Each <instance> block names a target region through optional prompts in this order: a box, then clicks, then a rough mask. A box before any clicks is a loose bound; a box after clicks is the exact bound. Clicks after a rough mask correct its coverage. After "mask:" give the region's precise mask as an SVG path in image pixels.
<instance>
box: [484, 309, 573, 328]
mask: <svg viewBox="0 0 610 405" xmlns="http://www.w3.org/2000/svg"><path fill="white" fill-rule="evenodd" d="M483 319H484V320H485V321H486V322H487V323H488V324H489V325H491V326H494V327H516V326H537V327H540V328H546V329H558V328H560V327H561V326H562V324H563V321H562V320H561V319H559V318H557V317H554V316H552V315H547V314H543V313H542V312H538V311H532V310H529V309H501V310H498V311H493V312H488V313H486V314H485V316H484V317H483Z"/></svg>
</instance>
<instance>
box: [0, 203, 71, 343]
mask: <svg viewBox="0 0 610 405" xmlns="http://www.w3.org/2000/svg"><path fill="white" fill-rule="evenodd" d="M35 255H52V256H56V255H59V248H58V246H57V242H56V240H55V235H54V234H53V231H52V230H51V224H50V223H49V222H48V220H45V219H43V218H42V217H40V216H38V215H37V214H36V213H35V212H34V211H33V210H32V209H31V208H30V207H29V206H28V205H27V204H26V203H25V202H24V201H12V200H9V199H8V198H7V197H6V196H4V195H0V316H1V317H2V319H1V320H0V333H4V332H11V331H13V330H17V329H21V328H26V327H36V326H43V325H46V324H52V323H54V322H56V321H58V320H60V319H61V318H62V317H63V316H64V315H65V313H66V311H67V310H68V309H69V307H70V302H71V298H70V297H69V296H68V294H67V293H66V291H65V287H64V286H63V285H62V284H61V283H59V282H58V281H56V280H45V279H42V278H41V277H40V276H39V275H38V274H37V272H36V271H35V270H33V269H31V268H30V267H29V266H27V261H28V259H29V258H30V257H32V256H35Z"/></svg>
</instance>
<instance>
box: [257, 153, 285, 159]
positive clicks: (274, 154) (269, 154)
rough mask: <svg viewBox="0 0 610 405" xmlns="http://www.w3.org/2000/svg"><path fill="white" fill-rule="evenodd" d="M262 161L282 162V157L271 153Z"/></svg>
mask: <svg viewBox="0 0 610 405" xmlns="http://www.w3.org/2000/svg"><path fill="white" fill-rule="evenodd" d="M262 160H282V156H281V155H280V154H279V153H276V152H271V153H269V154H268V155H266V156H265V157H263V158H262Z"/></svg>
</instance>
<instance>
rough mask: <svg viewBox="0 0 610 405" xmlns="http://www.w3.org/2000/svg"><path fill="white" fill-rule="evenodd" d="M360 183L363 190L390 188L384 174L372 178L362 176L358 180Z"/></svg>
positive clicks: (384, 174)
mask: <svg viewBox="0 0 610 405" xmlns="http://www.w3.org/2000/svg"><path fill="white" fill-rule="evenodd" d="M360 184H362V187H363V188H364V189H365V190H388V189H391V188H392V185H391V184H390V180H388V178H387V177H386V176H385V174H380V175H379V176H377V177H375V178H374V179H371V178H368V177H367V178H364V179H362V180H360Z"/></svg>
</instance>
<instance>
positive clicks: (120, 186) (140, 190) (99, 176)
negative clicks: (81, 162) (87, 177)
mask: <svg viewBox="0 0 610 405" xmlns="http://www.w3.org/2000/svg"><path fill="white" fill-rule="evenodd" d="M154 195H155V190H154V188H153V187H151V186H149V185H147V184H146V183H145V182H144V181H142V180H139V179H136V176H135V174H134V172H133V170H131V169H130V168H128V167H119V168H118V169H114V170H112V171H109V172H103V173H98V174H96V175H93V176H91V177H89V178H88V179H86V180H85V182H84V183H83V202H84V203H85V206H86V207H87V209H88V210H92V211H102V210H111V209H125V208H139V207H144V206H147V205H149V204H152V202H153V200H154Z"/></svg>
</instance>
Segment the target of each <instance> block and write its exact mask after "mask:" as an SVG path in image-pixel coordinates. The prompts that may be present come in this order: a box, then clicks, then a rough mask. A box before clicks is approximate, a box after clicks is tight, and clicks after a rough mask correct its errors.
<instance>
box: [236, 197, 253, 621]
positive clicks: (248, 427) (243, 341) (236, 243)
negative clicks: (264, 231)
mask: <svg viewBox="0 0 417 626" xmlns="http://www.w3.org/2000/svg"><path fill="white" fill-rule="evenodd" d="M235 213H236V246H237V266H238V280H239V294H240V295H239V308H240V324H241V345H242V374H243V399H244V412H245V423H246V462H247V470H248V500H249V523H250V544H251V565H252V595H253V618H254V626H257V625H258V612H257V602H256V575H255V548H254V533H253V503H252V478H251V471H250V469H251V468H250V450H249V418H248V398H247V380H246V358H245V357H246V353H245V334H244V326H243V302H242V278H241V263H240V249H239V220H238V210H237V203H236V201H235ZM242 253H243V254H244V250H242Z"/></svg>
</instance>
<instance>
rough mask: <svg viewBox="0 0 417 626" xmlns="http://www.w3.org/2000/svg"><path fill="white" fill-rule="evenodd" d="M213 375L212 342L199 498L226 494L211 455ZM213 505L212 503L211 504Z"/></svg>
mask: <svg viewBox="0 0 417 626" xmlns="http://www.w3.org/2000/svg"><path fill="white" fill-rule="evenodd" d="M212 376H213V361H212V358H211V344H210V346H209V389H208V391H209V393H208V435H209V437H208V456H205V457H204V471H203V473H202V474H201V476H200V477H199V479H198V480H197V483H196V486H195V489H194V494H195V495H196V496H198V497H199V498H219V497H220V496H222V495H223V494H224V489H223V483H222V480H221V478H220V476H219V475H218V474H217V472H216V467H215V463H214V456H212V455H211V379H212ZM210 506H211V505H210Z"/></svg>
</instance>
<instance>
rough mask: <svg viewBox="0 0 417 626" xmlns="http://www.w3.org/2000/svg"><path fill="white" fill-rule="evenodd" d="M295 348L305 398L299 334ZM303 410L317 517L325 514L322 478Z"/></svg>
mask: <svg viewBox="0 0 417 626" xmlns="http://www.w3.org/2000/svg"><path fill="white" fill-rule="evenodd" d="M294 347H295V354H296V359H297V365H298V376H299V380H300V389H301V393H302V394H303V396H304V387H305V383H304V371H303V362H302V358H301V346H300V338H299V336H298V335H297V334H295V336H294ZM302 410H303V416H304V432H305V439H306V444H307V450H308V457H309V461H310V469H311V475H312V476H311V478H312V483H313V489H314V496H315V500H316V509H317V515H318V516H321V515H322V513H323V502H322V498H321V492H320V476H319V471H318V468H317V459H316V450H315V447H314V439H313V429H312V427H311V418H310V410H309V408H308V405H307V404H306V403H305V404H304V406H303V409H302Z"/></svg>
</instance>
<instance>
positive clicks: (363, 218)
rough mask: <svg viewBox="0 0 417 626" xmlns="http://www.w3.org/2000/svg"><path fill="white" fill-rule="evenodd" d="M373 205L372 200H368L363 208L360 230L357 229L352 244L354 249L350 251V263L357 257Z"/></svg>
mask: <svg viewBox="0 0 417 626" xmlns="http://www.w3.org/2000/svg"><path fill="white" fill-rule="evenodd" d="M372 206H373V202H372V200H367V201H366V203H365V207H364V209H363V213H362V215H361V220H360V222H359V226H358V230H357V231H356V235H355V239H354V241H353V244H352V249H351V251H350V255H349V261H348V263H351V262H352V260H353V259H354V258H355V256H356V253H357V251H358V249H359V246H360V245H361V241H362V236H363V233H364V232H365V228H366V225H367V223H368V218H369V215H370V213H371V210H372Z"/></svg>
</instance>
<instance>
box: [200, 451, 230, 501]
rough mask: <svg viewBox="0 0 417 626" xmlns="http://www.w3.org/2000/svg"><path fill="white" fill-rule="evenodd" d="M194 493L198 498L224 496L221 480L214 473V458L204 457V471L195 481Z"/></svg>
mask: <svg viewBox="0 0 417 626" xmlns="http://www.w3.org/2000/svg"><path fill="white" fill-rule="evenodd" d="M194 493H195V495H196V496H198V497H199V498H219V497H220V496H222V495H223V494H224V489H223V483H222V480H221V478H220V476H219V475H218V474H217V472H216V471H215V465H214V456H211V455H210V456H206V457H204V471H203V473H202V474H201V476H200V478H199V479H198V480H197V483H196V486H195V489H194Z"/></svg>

******************************

--- Your task ---
Determine how many lines of the listing contain the string "negative", with letter case taken into account. Give only that number.

--- Your response ---
2